» Activité 1: Recopiez fidèlement le passage du texte de lecture qui va de « Afin d’expliquer ces » jusqu'à « mangeoire (Figure 1). » inclus.
» Activité 2:
Répondez brièvement à ces questions sur le texte de lecture :
(a) Dans quelle revue l'étude a-t-elle été publiée ?
(b) Que signifie le sigle RPE ?
(c) Lequel des deux systèmes d'apprentissage du modèle STGT est supposé dépendre de la dopamine ?

» Texte de lecture:

Tous les individus n’attribuent pas de la même manière une valeur motivationnelle aux objets de leur environnement. Certains sont attirés vers un stimulus, d’autres vers la récompense associée à ce stimulus. Ces comportements correspondent à des signaux différents dans les neurones dopaminergiques du tronc cérébral. A partir des prédictions d’un modèle computationnel, une équipe franco-américaine vient de caractériser expérimentalement les mécanismes de ces différences inter-individuelles. Cette étude a été publiée dans la revue PLOS Biology.
Apprendre la valeur des objets et événements de notre environnement est une fonction essentielle à la survie.Un stimulus associé à une récompense acquiert une valeur motivationnelle chez certains individus, dits « sign-trackers ». Chez l’humain, les individus sign-trackers pourraient être plus sensibles aux stimuli et contextes associés à une prise de drogue et vulnérables à la rechute après sevrage. Comprendre l’origine de ces différences inter-individuelles peut donc avoir des impacts importants en matière de santé publique.
Par opposition aux sign-trackers, des animaux goal-trackers se désintéressent du stimulus conditionné lui-même et apprennent selon des principes différents. Chez les sign-trackers, les réponses des neurones dopaminergiques ont les caractéristiques attendues de signaux d’erreur de prédiction (reward prediction error, RPE): en début d'apprentissage elles correspondent à des récompenses inattendues (erreur de prédiction positive), puis diminuent lorsque la récompense devient prévisible (erreur de prédiction nulle). Mais chez les goal-trackers ces réponses persistent alors même que la récompense est parfaitement prévisible, et leur apprentissage semble indépendant de la dopamine.
Afin d’expliquer ces différences comportementales et neurobiologiques, les chercheurs ont récemment proposé un modèle computationnel "STGT" (pour sign-trackers / goal-trackers) qui repose sur l’équilibre entre deux formes d’apprentissage, l’une appelée model-free dépendante de la RPE et l’autre appelée model-based, plus flexible, qui permet une anticipation explicite des événements et des actions. Seul le premier de ces deux systèmes est supposé dépendre de la dopamine. La valeur calculée par les deux systèmes serait combinée sous la forme d’une somme pondérée. Différents individus pourraient donc utiliser davantage l'un des deux apprentissages plutôt que l'autre, et attribuer ainsi des valeurs indépendantes au levier et à la mangeoire (Figure 1).

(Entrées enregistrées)
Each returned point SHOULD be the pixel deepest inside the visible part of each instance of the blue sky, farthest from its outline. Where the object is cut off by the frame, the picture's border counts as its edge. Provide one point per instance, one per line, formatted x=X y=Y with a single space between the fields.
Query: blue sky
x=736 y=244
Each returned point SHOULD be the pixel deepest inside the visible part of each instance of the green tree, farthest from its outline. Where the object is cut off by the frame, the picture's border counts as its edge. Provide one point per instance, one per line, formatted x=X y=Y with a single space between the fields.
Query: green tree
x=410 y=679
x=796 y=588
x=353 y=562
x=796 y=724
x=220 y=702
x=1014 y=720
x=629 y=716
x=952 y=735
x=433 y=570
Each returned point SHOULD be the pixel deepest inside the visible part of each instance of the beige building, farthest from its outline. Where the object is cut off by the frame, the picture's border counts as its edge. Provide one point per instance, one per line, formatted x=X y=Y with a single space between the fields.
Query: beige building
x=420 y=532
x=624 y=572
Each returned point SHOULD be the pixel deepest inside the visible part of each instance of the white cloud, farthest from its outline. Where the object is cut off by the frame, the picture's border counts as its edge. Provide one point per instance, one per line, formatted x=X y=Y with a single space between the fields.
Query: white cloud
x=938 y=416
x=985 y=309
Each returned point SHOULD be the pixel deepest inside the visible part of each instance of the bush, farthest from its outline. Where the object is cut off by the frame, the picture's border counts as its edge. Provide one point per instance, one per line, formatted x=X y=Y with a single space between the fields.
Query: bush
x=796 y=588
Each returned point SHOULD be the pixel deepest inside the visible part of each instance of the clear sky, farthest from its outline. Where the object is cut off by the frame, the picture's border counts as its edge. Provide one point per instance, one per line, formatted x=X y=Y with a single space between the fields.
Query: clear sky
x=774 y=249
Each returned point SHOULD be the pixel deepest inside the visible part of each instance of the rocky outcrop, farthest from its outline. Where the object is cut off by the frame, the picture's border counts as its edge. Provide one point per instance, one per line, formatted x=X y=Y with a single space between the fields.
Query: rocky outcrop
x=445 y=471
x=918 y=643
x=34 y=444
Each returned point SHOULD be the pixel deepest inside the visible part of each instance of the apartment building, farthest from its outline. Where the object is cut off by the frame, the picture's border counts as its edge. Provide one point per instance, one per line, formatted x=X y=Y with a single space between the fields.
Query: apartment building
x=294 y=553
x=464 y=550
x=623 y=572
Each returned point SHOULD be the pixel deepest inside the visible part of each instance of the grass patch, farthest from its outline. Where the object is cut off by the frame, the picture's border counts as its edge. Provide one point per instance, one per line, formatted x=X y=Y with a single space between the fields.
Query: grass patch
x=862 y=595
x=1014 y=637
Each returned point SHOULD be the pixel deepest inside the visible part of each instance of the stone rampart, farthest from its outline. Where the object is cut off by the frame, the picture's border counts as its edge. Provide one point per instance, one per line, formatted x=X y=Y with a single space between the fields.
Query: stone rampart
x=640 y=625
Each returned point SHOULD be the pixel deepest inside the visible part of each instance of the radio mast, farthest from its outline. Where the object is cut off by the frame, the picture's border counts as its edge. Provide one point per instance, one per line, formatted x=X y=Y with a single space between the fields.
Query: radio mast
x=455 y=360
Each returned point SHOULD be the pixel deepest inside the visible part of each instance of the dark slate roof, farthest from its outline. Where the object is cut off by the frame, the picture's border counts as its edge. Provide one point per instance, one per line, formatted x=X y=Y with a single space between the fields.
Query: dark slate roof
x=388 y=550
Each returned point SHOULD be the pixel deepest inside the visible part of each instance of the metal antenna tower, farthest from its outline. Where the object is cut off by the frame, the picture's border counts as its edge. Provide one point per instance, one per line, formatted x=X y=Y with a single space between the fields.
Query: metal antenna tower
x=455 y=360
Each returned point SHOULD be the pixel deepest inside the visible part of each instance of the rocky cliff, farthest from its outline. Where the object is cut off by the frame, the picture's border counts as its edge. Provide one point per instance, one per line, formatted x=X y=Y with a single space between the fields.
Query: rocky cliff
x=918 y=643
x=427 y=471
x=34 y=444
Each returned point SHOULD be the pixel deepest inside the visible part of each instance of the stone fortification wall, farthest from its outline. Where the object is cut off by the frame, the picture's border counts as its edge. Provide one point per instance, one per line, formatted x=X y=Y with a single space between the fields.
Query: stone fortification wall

» Réponse 1:
Afin d’expliquer ces différences comportementales et neurobiologiques, les chercheurs ont récemment proposé un modèle computationnel "STGT" (pour sign-trackers / goal-trackers) qui repose sur l’équilibre entre deux formes d’apprentissage, l’une appelée model-free dépendante de la RPE et l’autre appelée model-based, plus flexible, qui permet une anticipation explicite des événements et des actions. Seul le premier de ces deux systèmes est supposé dépendre de la dopamine. La valeur calculée par les deux systèmes serait combinée sous la forme d’une somme pondérée. Différents individus pourraient donc utiliser davantage l'un des deux apprentissages plutôt que l'autre, et attribuer ainsi des valeurs indépendantes au levier et à la mangeoire (Figure 1).

» Réponse 2:
(a) Dans la revue PLOS Biology.
(b) Reward prediction error, c'est-à-dire un signal d'erreur de prédiction de la récompense.
(c) Le système d'apprentissage model-free.